Assignment =>
All lines holding the word "silhouette" should be located in the records and copied.

▶

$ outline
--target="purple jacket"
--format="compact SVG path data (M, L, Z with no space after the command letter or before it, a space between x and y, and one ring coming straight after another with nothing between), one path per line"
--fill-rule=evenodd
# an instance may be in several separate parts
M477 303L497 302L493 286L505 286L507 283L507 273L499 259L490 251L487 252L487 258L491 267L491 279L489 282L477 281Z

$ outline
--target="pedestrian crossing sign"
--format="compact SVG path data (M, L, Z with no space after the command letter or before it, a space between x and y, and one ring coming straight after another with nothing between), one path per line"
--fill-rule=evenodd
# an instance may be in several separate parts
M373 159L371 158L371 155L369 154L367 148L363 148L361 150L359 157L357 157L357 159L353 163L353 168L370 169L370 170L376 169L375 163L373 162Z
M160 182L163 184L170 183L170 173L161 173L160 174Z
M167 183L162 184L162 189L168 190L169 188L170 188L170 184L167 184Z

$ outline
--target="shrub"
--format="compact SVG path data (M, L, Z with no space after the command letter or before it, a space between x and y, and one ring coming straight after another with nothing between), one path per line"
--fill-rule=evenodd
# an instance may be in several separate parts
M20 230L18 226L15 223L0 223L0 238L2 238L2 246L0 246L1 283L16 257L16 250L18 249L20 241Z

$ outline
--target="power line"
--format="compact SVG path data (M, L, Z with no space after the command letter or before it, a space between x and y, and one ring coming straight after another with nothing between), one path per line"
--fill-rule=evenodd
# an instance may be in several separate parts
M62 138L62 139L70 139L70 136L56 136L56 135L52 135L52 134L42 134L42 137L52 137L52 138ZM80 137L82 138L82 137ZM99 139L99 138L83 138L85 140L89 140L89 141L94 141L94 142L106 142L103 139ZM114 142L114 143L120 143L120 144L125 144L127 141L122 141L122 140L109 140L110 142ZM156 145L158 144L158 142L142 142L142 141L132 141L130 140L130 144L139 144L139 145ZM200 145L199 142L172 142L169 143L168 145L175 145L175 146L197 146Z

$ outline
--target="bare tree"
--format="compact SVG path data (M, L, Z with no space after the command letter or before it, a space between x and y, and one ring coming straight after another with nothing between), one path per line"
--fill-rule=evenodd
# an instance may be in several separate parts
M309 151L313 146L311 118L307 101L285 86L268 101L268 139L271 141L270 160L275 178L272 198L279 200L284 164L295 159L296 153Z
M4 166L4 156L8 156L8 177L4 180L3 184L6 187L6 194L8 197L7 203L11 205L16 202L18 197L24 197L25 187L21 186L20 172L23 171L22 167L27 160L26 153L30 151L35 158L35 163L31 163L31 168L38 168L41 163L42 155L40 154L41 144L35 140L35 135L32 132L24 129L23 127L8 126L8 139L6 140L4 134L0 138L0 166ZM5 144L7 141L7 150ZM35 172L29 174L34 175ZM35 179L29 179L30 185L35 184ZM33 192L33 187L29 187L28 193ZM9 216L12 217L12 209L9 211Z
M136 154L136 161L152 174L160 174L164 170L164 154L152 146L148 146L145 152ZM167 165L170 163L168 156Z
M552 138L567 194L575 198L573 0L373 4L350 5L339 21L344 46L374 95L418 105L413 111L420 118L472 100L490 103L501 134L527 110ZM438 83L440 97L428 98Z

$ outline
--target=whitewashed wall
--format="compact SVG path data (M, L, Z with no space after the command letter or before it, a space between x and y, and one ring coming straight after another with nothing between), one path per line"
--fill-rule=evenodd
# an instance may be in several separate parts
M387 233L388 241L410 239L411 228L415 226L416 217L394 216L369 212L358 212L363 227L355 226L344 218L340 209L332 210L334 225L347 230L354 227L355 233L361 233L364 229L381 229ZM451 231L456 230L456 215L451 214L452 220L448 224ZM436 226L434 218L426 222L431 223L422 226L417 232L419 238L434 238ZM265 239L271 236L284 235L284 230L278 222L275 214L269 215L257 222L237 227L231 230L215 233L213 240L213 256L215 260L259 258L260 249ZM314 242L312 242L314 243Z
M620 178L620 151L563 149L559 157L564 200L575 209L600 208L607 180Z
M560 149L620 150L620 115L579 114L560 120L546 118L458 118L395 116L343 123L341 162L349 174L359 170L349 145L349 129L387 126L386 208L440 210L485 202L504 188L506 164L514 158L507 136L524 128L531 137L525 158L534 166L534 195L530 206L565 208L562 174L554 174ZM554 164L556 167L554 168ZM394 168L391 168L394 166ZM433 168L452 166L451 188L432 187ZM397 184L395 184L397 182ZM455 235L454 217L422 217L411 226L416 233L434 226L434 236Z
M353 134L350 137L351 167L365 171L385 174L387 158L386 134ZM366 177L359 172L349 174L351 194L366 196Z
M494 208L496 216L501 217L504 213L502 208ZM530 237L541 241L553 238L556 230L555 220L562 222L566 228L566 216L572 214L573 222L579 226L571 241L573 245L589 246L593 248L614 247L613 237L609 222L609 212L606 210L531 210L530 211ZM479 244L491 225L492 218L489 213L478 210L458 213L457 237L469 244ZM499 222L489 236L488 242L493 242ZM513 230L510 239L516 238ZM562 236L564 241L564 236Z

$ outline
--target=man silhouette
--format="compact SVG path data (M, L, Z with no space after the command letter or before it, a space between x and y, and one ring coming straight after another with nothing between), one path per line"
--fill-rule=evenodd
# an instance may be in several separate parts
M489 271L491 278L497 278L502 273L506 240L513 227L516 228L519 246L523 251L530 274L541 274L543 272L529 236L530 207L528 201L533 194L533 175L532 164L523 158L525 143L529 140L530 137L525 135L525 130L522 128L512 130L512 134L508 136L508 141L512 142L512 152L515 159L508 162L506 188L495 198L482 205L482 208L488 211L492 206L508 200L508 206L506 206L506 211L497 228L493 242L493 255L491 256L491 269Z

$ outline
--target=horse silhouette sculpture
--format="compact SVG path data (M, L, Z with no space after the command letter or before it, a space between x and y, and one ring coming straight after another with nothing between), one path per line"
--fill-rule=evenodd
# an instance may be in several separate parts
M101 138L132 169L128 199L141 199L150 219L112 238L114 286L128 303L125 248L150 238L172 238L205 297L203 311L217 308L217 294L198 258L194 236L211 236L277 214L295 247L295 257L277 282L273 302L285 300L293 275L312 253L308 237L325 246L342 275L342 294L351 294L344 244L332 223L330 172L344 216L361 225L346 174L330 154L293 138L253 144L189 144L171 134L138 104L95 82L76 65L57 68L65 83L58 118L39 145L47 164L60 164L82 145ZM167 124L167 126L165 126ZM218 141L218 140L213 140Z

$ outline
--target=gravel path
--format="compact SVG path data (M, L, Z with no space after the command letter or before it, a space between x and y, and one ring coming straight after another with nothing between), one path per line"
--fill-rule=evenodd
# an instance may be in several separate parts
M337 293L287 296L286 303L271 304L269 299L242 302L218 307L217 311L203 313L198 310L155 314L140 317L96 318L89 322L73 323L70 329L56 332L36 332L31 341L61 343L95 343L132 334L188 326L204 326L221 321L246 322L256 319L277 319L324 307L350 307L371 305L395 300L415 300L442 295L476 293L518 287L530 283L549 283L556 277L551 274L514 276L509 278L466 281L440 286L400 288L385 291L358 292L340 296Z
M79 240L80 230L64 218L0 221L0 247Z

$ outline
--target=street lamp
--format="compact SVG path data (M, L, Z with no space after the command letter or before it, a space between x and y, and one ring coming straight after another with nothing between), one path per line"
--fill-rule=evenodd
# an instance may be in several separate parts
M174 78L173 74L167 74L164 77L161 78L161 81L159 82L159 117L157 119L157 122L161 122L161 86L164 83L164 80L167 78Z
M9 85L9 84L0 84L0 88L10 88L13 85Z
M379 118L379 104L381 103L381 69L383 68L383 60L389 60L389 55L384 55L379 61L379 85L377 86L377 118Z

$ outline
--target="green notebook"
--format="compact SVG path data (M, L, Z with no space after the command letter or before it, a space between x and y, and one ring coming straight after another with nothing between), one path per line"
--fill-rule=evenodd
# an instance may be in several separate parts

◀

Solution for this problem =>
--target=man silhouette
--target=horse silhouette sculpture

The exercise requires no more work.